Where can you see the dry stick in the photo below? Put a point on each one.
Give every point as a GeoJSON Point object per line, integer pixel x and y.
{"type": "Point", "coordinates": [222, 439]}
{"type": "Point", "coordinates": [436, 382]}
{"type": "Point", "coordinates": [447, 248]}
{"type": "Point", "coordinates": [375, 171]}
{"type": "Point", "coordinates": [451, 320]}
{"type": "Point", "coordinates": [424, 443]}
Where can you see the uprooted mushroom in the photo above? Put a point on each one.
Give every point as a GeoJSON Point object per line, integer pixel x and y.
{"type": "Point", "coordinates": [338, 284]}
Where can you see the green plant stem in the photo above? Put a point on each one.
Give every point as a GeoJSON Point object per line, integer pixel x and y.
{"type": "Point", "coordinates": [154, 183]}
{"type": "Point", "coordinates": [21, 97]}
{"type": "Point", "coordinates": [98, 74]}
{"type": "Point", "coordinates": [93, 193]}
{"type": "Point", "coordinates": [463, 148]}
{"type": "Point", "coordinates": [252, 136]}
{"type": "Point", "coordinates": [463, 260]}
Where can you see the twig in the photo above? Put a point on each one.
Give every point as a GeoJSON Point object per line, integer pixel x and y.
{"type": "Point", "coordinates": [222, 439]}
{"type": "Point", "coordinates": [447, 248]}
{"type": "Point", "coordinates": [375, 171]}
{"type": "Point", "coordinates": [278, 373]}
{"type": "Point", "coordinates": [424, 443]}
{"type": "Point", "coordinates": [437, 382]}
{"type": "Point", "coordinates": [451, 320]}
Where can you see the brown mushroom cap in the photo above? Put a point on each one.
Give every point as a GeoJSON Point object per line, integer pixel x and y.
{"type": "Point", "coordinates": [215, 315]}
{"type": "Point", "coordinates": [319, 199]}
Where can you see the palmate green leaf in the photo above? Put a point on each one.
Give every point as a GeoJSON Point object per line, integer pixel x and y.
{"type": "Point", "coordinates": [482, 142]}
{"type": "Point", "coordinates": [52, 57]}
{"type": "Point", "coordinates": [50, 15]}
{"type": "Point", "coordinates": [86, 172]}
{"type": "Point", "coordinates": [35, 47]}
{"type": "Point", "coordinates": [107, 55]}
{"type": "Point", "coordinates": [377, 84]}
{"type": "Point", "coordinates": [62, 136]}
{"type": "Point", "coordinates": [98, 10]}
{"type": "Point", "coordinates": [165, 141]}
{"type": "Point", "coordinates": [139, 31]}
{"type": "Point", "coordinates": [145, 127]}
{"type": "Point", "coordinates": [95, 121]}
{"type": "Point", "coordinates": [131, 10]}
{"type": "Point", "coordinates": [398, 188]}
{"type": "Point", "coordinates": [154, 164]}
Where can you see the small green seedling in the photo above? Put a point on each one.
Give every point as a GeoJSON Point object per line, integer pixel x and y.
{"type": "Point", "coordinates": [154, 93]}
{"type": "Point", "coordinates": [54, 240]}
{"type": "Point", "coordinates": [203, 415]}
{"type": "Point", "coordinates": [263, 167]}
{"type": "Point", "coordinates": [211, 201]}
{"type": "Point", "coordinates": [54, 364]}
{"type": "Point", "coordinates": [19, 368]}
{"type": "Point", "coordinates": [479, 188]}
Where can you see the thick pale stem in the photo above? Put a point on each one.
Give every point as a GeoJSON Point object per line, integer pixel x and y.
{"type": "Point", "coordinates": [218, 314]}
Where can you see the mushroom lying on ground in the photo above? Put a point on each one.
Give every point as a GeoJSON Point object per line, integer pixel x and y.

--- --- ---

WHAT YOU NEED TO DO> Scan the records for lines with the string "green". Give the number of such lines and nothing else.

ANSWER BOX> 3